ASSIGNED TASK -
All of the data needs to be repeated exactly.

Collected data entries
* * * *
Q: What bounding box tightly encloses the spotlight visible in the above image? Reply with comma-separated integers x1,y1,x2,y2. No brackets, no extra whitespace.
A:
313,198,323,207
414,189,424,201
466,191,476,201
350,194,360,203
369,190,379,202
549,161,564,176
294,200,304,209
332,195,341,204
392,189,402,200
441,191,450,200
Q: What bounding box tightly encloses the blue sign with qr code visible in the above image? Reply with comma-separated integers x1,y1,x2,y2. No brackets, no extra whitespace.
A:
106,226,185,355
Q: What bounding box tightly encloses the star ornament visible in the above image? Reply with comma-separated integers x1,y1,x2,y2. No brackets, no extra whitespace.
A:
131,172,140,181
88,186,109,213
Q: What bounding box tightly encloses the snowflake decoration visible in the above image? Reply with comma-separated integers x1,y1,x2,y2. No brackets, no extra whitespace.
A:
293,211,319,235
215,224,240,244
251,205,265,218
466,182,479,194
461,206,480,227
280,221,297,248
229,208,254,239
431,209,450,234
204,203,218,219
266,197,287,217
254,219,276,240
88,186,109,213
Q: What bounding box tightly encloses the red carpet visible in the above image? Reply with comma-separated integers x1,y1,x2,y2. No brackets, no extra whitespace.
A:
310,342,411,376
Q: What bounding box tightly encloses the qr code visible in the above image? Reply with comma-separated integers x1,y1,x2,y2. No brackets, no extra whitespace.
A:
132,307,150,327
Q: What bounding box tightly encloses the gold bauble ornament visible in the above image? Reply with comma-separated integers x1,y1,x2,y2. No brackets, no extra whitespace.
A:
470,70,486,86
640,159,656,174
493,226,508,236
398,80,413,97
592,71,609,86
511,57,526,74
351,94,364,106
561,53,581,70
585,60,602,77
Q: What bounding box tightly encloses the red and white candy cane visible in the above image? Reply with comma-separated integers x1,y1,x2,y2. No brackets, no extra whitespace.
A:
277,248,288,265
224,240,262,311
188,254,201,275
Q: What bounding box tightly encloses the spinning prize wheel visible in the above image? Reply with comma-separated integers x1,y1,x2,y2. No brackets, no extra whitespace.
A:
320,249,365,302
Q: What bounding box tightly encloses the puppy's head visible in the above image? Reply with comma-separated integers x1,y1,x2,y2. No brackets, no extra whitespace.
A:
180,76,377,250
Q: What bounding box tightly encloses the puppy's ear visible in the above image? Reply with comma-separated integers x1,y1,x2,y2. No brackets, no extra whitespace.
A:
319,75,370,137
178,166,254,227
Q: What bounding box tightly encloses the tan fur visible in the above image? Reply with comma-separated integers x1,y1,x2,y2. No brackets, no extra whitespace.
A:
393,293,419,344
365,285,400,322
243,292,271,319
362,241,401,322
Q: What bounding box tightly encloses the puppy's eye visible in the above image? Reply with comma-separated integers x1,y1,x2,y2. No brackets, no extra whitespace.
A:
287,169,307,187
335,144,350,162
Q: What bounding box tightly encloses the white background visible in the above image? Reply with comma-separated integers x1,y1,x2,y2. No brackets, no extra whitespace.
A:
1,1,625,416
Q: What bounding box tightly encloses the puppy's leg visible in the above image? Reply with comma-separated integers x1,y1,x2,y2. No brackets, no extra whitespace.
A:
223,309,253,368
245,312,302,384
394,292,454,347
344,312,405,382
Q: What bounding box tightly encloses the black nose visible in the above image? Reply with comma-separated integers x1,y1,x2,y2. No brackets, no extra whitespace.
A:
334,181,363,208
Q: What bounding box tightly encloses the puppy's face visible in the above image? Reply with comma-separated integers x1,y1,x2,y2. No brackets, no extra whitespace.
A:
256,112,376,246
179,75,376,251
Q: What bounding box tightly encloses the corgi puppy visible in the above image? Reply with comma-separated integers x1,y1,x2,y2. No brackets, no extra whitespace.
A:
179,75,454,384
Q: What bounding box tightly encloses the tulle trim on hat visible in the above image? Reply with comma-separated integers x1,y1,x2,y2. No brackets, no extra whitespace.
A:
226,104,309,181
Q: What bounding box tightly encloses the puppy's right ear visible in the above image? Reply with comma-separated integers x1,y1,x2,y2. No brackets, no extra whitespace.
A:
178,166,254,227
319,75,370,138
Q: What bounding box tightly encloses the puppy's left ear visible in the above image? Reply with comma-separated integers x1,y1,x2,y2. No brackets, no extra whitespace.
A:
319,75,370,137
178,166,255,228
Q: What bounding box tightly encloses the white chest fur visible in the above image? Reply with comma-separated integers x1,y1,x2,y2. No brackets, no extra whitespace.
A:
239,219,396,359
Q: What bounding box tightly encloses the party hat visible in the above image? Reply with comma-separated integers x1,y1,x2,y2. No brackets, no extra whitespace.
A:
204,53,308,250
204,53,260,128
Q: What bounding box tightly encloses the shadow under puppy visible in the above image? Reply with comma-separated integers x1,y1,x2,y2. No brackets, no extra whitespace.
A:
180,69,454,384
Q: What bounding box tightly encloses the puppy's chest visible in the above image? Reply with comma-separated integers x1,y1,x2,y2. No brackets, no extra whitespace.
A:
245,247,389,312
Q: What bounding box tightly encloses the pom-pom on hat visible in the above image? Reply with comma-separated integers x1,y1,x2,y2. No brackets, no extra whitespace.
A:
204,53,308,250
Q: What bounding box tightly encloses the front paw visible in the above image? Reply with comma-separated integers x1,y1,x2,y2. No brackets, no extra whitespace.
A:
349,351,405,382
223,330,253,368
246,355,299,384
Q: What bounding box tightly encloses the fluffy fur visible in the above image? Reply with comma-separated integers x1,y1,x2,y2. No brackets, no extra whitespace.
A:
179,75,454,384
* * * *
SOLUTION TO THE EXERCISE -
Q: What bounding box tightly encloses the spotlight visible in the above image? Reply with comma-separated integers x1,y1,x2,y2. No brackets, no extra whitespace.
A:
313,198,323,207
414,189,424,201
466,191,476,201
350,194,360,203
369,190,379,202
549,161,564,176
294,200,304,209
332,195,341,204
392,189,402,200
441,191,450,200
Q: What bounding box tightly encloses the blue sign with qr code visible in the above image? Reply with comma-separated integers x1,y1,x2,y2. No brackets, no extra whitespace.
A:
106,226,185,355
Q: What bounding box tightly encloses the star ornament visible in the above image? Reply with comma-separated integers x1,y1,x2,y2. No brackets, no extra whitespace.
A:
131,172,140,181
88,186,109,213
Q: What bounding box tightly encloses the snowflake decoration visible in the above image? Reply with comma-separated integers x1,y1,x2,y2. No brackets, no extra whitespace.
A:
293,211,319,235
215,224,240,244
251,205,265,218
466,182,479,194
461,206,480,227
280,221,297,248
229,208,254,239
431,209,450,234
204,203,218,219
266,197,287,217
254,219,276,240
88,186,109,213
Q: What bounding box tightly encloses the red carpet visible in the above image? Reply with comma-separated integers x1,y1,x2,y2. No brackets, no extra whitespace.
A:
310,342,411,376
Q: What bounding box tightly encloses the qr code visible in the above image? Reply with comma-separated integers x1,y1,x2,y2. No brackets, no extra whitespace.
A:
132,307,150,327
Q: What bounding box tightly encloses the gold bauble ornament visible in the above image? Reply with comma-separated integers x1,y1,x2,y2. No brackets, no extra whitespace.
A:
470,70,486,86
640,159,656,174
493,226,508,236
398,80,413,97
592,71,609,86
511,57,526,74
351,94,364,106
561,53,581,70
585,60,602,77
Q: What bounding box tightly encloses the red and white candy cane visible in the above image? Reply with comma-separated integers x1,y1,x2,y2. No brackets, no extra whitespace.
A:
277,248,288,265
224,240,262,311
188,254,201,275
Q: What bounding box tightly encloses the spinning prize wheel visible in the above image? Reply with comma-separated integers x1,y1,x2,y2. No brackets, no extra whitespace.
A:
320,249,365,302
Q: What bounding box tightly encloses the puppy's head visible in the above image? Reply with comma-separated integers x1,y1,x2,y2. No brackets, no extra whitespace.
A:
180,76,377,250
Q: What bounding box tightly encloses the puppy's ear visible in the above image? Reply with comma-separated integers x1,y1,x2,y2. No brackets, no extra whitespace.
A:
319,75,370,137
178,166,254,227
Q: What bounding box tightly encloses the tan fur visible in the above image? Reply with comma-separated integers x1,y1,x2,y2. No brackets, no extra whitespace.
A:
393,293,419,344
365,285,400,322
243,292,271,319
362,241,401,322
Q: What bounding box tightly encloses the puppy's eye visible in the above image? Reply with comma-separated integers x1,y1,x2,y2. No brackets, no extra whitespace.
A:
287,169,307,187
335,144,350,162
Q: What bounding box tightly encloses the white background visible in the above image? Reply with comma-separated integers x1,y1,x2,y2. No brackets, no extra whitespace.
A:
1,1,625,416
Q: What bounding box tightly encloses the puppy's leg visible in the above image? Reply with comma-separated integers x1,y1,x2,y2. No brackets, no extra whitespace.
A:
223,309,253,368
245,312,302,384
394,292,454,347
344,312,405,382
Q: What bounding box tightly encloses the black nose visible in the above image? Reply with comma-separated integers x1,y1,x2,y2. No brackets, no extra whitespace.
A:
334,181,363,208
Q: What bounding box tightly encloses the puppy's face visible in the above image? Reply with comma-separated integers x1,y1,x2,y2. No brackets, no extra whitespace.
A:
256,112,376,246
179,75,376,251
Q: What bounding box tightly encloses the corgi puppy visible in the above image? Reply with comma-separated integers x1,y1,x2,y2. No brackets, no extra whitespace.
A:
179,75,454,384
Q: What bounding box tightly encloses the tulle trim on hat visible in the above image? Reply with comma-separated integers x1,y1,x2,y2. No brackets, no extra whitespace.
A:
226,104,309,181
Q: What bounding box tightly encloses the puppy's right ear visible in the above image? Reply with comma-separated integers x1,y1,x2,y2. No brackets, no extra whitespace.
A:
178,166,254,227
319,75,370,138
Q: What bounding box tightly encloses the puppy's left ear visible in the above image? Reply with comma-separated integers x1,y1,x2,y2. No brackets, no extra whitespace.
A:
319,75,370,137
178,166,255,228
Q: What bounding box tightly encloses the white chest fur visible in the above image? Reply with comma-separated integers x1,y1,x2,y2. No brackets, no extra whitespace.
A:
239,219,396,359
Q: What bounding box tightly encloses the party hat visible in the above image? Reply with comma-separated integers x1,y1,x2,y2. No brackets, no extra whitespace.
A:
204,53,308,250
204,53,260,128
Q: What bounding box tightly encloses the shadow under puppy visible in the above image? Reply with comma-separated integers x1,y1,x2,y2. No brackets, no extra whitespace.
A:
180,69,454,384
Q: What bounding box tightly encloses the puppy's chest visible in the above image? Reply with comma-separated integers x1,y1,x2,y2. No brackets, no extra whitespace.
A:
245,247,389,312
Q: What bounding box tightly encloses the pom-pom on hat visible in the above image? Reply with comma-separated integers x1,y1,x2,y2. No brackets, no extra whitespace.
A:
204,53,308,250
Q: What bounding box tightly encloses the front paw visible in the above image? Reply with comma-separated integers x1,y1,x2,y2. No brackets, no extra whitespace.
A:
349,351,405,382
223,330,253,368
246,355,299,384
Q: What bounding box tightly encloses the fluffy fur visible in the above image? Reply with comma-separated integers x1,y1,x2,y2. No brackets, no extra whitespace.
A:
179,75,454,384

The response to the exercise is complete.